** Data supplied follows **
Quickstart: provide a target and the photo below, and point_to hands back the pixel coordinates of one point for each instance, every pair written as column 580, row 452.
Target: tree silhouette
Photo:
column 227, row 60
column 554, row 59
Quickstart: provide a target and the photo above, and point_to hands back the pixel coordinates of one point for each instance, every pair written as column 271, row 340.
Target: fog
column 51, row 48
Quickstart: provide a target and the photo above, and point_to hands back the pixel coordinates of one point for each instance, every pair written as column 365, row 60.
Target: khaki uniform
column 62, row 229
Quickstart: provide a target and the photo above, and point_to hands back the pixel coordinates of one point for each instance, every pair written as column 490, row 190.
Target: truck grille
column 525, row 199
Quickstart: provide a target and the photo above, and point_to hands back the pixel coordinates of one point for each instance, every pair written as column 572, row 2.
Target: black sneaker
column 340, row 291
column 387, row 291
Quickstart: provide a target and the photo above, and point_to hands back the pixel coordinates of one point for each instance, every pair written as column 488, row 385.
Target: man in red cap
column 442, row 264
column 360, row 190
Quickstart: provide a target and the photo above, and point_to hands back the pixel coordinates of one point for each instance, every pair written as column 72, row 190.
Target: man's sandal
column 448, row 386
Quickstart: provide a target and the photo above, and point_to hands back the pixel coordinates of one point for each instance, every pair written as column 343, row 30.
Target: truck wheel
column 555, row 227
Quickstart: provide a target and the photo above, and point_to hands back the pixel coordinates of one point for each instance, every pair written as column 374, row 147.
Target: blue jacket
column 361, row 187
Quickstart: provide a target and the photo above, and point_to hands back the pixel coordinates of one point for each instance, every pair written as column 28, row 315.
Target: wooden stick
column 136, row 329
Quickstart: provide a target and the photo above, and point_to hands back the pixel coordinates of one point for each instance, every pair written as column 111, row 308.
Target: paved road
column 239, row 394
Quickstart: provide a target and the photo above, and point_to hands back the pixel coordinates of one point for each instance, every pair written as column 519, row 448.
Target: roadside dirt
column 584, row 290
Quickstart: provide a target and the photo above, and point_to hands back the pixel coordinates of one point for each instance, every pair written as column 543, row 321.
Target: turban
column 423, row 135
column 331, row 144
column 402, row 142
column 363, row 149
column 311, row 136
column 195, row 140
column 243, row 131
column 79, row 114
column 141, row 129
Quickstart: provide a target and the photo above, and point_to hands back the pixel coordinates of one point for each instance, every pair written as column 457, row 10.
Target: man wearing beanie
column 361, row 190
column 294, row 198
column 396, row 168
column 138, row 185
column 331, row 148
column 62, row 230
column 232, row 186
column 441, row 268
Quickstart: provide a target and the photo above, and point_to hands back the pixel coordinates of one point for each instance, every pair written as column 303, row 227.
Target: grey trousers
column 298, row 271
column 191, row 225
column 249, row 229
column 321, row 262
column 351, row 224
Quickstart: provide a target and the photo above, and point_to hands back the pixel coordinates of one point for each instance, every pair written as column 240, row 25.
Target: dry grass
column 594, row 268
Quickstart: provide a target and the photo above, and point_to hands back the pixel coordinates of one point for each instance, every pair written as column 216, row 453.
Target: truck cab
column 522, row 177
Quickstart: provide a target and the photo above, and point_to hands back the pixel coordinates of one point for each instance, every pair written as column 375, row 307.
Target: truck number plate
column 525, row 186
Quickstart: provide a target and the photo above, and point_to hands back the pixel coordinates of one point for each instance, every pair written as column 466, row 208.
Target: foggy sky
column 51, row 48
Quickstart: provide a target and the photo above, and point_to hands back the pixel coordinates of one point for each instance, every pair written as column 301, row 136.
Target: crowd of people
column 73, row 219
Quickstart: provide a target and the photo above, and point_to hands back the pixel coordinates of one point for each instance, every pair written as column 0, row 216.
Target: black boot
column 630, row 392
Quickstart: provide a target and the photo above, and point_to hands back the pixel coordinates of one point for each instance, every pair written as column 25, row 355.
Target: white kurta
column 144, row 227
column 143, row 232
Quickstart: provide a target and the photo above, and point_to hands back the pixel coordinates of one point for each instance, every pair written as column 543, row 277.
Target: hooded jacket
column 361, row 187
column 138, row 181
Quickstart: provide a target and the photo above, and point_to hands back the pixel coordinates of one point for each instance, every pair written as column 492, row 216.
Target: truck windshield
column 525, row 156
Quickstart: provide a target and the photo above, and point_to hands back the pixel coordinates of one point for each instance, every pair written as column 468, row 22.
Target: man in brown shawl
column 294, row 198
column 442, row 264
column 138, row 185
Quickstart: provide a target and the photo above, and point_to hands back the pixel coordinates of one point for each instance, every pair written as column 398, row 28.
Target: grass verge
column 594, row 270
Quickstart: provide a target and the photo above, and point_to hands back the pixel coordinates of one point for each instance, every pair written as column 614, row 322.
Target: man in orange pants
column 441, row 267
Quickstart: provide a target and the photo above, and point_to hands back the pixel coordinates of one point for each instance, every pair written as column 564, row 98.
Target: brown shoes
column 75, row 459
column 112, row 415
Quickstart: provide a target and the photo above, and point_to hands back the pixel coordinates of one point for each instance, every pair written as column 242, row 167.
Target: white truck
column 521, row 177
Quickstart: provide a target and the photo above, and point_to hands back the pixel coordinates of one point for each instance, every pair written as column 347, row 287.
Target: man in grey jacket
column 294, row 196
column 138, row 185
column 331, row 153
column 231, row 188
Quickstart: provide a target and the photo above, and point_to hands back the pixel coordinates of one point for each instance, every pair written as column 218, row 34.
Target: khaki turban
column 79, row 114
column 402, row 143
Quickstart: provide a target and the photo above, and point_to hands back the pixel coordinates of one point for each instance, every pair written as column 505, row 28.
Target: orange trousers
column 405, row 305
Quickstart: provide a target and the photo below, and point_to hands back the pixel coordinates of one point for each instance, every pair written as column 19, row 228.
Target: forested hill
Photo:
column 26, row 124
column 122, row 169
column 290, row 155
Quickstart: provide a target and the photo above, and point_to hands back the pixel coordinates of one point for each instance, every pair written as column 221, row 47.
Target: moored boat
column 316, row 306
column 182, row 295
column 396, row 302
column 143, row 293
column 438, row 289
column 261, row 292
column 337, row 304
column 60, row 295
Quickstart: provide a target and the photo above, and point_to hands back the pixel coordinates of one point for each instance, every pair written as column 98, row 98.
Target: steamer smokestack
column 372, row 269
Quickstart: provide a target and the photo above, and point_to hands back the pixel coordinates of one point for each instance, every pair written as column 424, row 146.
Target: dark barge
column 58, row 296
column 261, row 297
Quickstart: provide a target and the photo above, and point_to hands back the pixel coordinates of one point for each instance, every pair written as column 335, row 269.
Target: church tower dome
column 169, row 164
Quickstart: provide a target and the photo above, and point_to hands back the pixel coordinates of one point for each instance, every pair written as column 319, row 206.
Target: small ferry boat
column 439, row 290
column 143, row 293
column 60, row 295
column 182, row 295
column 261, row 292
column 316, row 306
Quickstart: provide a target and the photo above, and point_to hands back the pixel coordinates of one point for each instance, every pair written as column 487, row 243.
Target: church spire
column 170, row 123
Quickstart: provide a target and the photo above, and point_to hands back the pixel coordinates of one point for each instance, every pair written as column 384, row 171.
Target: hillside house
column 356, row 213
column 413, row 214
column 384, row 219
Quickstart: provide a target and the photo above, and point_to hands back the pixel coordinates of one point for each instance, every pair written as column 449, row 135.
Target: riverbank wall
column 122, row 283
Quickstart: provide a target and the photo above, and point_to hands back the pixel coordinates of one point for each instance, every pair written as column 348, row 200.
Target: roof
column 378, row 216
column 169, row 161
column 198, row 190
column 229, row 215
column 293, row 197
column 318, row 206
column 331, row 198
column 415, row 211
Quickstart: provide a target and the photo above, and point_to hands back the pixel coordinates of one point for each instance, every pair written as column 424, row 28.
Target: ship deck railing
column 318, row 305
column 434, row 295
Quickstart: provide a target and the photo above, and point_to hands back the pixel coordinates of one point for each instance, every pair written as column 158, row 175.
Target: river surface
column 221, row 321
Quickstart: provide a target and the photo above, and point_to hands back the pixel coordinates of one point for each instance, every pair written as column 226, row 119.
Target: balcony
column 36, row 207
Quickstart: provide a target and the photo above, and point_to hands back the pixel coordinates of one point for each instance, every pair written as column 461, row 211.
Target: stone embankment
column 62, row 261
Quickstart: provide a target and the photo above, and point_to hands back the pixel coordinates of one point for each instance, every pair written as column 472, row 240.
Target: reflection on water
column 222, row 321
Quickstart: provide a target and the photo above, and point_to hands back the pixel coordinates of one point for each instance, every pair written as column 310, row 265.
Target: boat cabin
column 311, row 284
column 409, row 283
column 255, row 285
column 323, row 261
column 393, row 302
** End of Data supplied **
» Exercise goal: Reproduce word for word the material above, beginning with the line that contains "Target: paved road" and ending with the line that contains "543, row 321.".

» Output of the exercise:
Target: paved road
column 239, row 394
Quickstart: provide a target and the photo above, and point_to hands back the pixel coordinates of one point for each instance, every pair written as column 519, row 448.
Target: roadside dirt
column 584, row 290
Quickstart: provide a target and the photo above, and point_to hands back the pixel coordinates of one point for each instance, every pair written as column 543, row 321.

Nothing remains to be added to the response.